▶ **WRITTEN REQUEST**: Render every line of the data below as a numbered list, leaving out any blank lines.

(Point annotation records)
++++++

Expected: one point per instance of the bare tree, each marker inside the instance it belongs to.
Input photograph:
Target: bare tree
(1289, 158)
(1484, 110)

++++++

▶ **OUTPUT**:
1. Expected: one point per instance of the bare tree, each marker inside the instance it belongs to.
2. Input photograph:
3. Target: bare tree
4. (1289, 158)
5. (1484, 110)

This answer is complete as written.